### EXERCISE PROMPT
Pull out every line of the material below and copy each one verbatim.

### DATASET EXTRACT
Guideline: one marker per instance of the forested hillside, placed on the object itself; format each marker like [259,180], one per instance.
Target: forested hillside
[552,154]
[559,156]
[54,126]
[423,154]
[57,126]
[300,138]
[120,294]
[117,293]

### COMPLETE OUTPUT
Guideline: one marker per instance of the forested hillside, placed on the object itself; format each marker like [259,180], one per instance.
Target: forested hillside
[552,154]
[559,156]
[54,126]
[423,154]
[57,126]
[300,138]
[120,294]
[117,293]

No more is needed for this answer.